WHAT YOU WILL DO: Extract every line of the material below and reproduce each one verbatim, without alteration or omission.

EXTRACTED RECORDS:
● ● ● ● ●

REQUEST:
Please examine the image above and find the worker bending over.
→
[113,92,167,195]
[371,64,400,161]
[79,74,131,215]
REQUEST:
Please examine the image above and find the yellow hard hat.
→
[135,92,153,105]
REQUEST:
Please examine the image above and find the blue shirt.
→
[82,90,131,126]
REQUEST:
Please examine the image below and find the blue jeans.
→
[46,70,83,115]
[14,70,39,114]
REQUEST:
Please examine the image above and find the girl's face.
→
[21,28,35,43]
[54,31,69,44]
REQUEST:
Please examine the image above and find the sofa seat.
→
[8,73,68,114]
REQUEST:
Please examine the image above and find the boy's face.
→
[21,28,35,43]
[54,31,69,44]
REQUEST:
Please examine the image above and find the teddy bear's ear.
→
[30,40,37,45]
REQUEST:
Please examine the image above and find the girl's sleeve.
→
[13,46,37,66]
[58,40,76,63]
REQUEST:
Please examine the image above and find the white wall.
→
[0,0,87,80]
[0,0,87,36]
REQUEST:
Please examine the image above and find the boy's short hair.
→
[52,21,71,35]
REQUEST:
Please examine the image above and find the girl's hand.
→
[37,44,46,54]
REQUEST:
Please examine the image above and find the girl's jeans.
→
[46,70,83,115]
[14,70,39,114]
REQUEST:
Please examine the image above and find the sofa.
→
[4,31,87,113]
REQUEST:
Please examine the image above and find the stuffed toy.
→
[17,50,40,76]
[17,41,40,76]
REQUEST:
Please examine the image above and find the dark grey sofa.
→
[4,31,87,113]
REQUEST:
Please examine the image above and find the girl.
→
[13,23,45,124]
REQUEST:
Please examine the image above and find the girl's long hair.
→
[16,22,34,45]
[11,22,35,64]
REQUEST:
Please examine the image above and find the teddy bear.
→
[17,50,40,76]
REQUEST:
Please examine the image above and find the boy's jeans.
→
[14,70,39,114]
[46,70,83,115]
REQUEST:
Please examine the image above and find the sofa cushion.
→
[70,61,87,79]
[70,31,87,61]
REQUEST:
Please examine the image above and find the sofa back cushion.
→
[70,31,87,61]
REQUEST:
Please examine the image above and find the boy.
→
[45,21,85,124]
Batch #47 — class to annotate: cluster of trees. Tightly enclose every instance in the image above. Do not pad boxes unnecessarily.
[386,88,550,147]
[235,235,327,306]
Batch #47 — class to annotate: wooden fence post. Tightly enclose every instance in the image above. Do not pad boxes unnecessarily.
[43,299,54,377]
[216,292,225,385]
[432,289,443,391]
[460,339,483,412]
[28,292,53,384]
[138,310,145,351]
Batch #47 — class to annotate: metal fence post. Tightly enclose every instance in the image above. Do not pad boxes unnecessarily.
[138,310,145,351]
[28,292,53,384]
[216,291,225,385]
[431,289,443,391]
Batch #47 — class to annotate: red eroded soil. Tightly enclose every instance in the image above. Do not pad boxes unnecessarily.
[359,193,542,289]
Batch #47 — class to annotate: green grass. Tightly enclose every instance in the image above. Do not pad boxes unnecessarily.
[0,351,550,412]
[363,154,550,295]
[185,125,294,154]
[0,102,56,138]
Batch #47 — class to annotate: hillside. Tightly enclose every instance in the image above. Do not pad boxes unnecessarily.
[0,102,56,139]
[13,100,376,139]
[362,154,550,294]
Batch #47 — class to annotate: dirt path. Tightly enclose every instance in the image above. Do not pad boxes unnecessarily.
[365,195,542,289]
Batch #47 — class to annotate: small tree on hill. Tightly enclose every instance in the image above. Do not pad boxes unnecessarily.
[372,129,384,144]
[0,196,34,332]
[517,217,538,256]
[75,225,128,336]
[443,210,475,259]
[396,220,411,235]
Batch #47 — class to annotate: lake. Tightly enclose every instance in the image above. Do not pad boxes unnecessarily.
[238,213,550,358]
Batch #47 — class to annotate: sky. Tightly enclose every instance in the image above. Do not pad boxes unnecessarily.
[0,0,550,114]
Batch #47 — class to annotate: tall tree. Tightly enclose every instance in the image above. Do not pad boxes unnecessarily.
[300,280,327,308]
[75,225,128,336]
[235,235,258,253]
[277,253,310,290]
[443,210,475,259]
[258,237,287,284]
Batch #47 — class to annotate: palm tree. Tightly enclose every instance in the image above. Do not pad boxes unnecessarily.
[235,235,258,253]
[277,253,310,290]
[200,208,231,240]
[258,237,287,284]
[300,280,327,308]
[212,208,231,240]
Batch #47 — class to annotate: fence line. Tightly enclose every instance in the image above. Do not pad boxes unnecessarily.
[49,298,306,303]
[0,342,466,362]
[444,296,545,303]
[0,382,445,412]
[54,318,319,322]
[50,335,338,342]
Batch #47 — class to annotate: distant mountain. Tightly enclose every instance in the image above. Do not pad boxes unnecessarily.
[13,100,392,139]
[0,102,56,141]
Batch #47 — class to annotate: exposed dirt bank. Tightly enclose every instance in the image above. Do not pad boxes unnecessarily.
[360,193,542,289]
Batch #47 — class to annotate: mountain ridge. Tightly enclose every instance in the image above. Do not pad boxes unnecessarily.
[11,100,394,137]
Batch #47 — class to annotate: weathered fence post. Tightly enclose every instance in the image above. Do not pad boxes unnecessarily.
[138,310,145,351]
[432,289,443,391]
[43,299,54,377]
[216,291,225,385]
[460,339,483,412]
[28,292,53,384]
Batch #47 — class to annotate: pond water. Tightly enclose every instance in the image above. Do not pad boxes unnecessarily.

● ● ● ● ●

TASK OUTPUT:
REQUEST:
Please examine the image above and find the worker bending over.
→
[113,92,167,195]
[371,64,400,161]
[79,74,131,215]
REQUEST:
Please examine the image above and find the yellow hard hat.
→
[135,92,153,105]
REQUEST:
Please examine the image above and find the blue shirt.
→
[82,90,131,126]
REQUEST:
Please examine the image below and find the blue jeans.
→
[46,70,83,115]
[14,70,39,114]
REQUEST:
Please examine the image above and find the girl's face.
→
[21,28,35,43]
[54,31,69,44]
REQUEST:
Please examine the image above and find the sofa seat.
→
[8,73,68,114]
REQUEST:
Please examine the image above and find the boy's face.
→
[21,28,35,43]
[54,31,69,44]
REQUEST:
Please examine the image above and find the teddy bear's ear.
→
[30,40,37,45]
REQUEST:
Please examine the image above and find the girl's sleeve.
→
[13,46,37,66]
[58,40,76,63]
REQUEST:
Please examine the image above and find the white wall.
→
[0,0,87,80]
[0,0,87,36]
REQUEST:
Please examine the image above and find the boy's short hair.
→
[52,21,71,35]
REQUEST:
Please examine the image above and find the girl's hand.
→
[37,44,46,54]
REQUEST:
Please examine the image above and find the girl's jeans.
→
[46,70,83,115]
[14,70,39,114]
REQUEST:
Please examine the image above and find the sofa.
→
[4,31,87,113]
REQUEST:
Please examine the image above and find the stuffed toy.
→
[17,50,40,76]
[17,41,40,76]
REQUEST:
Please examine the image above and find the dark grey sofa.
→
[4,31,87,113]
REQUEST:
Please examine the image above and find the girl.
→
[13,23,45,124]
REQUEST:
Please examine the image above and find the girl's long hair.
→
[16,22,34,45]
[11,22,35,64]
REQUEST:
Please examine the image above and find the teddy bear.
→
[17,50,40,76]
REQUEST:
Please examine the image above and find the boy's jeans.
→
[14,70,39,114]
[46,70,83,115]
REQUEST:
Please examine the image above and find the sofa cushion.
→
[70,61,87,79]
[70,31,87,61]
REQUEST:
Please examine the image above and find the sofa back cushion.
→
[70,31,87,61]
REQUEST:
Please examine the image above and find the boy.
→
[45,21,85,124]
Batch #47 — class to annotate: cluster of trees. Tightly enclose every instance in the image above. Do not pad boxes unnecessarily.
[386,88,550,147]
[235,235,327,306]
Batch #47 — class to annotate: wooden fence post. Tightly enclose every instance in the image above. Do not pad boxes unnecessarily.
[43,299,54,377]
[216,292,225,385]
[432,289,443,391]
[460,339,483,412]
[28,292,53,384]
[138,310,145,351]
Batch #47 — class to annotate: metal fence post. Tightly enclose every instance in the image above. Do not pad boxes unnecessarily.
[138,310,145,351]
[28,292,53,384]
[216,291,225,385]
[431,289,443,391]
Batch #47 — class to annotate: red eroded soil. Tightly enclose every instance in the image above. Do not pad boxes unnecessarily.
[359,193,542,289]
Batch #47 — class to annotate: green grass. Tightly enclose every instance in the image above. Do not pad boxes unnecessarily.
[0,351,550,412]
[363,154,550,295]
[185,125,294,154]
[0,102,56,138]
Batch #47 — class to annotate: hillside. Tightly enclose every instance in the image above. Do not pad boxes unnecessarily.
[0,102,56,139]
[13,100,376,139]
[362,154,550,294]
Batch #47 — class to annotate: dirt path. Tightly enclose every instance in the image above. Do not pad boxes unnecessarily.
[365,195,542,289]
Batch #47 — class to annotate: small tree on hill. Tightly enclose every instance in the image above. Do not pad boxes unnecessarily.
[372,129,384,144]
[0,196,34,332]
[517,217,538,256]
[75,225,128,336]
[443,210,475,259]
[396,220,411,235]
Batch #47 — class to annotate: lake. Tightly enclose every instance in the image above. Do not pad boxes unnecessarily.
[238,213,550,358]
Batch #47 — class to annotate: sky. Tightly enclose every instance in the image above. Do not pad boxes unnecessarily.
[0,0,550,114]
Batch #47 — class to annotate: tall tree. Tightly enclose every instance in the image above. Do not pad boxes unnecessarily.
[300,280,327,308]
[75,225,128,336]
[235,235,258,253]
[277,253,310,290]
[443,210,475,259]
[258,237,287,284]
Batch #47 — class to annotate: palm tree. Tightly enclose every instance in the image above. Do not pad boxes unnecessarily.
[235,235,258,253]
[277,253,310,290]
[200,208,231,240]
[258,237,287,284]
[300,280,327,308]
[212,208,231,240]
Batch #47 — class to annotate: fence line. Tightly enclose every instance in the image above. Do not pad boxes unnecessarily.
[49,298,306,303]
[0,342,466,362]
[444,296,545,303]
[0,382,445,412]
[54,318,319,322]
[50,335,338,342]
Batch #47 — class to annotate: distant mountain. Tightly enclose every instance in the image above. Do not pad boxes unnecessarily.
[13,100,392,139]
[0,102,56,141]
Batch #47 — class to annotate: exposed dirt bank. Tightly enclose every instance in the image above. Do not pad boxes unnecessarily.
[360,193,542,289]
Batch #47 — class to annotate: mountain ridge. Tightly enclose every instance in the image above. Do not pad boxes unnecessarily.
[11,100,394,137]
Batch #47 — class to annotate: weathered fence post. Tightly enclose every instance in the image above. Do not pad boxes unnecessarily.
[138,310,145,351]
[432,289,443,391]
[43,299,54,377]
[216,291,225,385]
[460,339,483,412]
[28,292,53,384]
Batch #47 — class to annotate: pond water. Tightly enclose every instance in the image above. Do not pad boxes unnecessarily.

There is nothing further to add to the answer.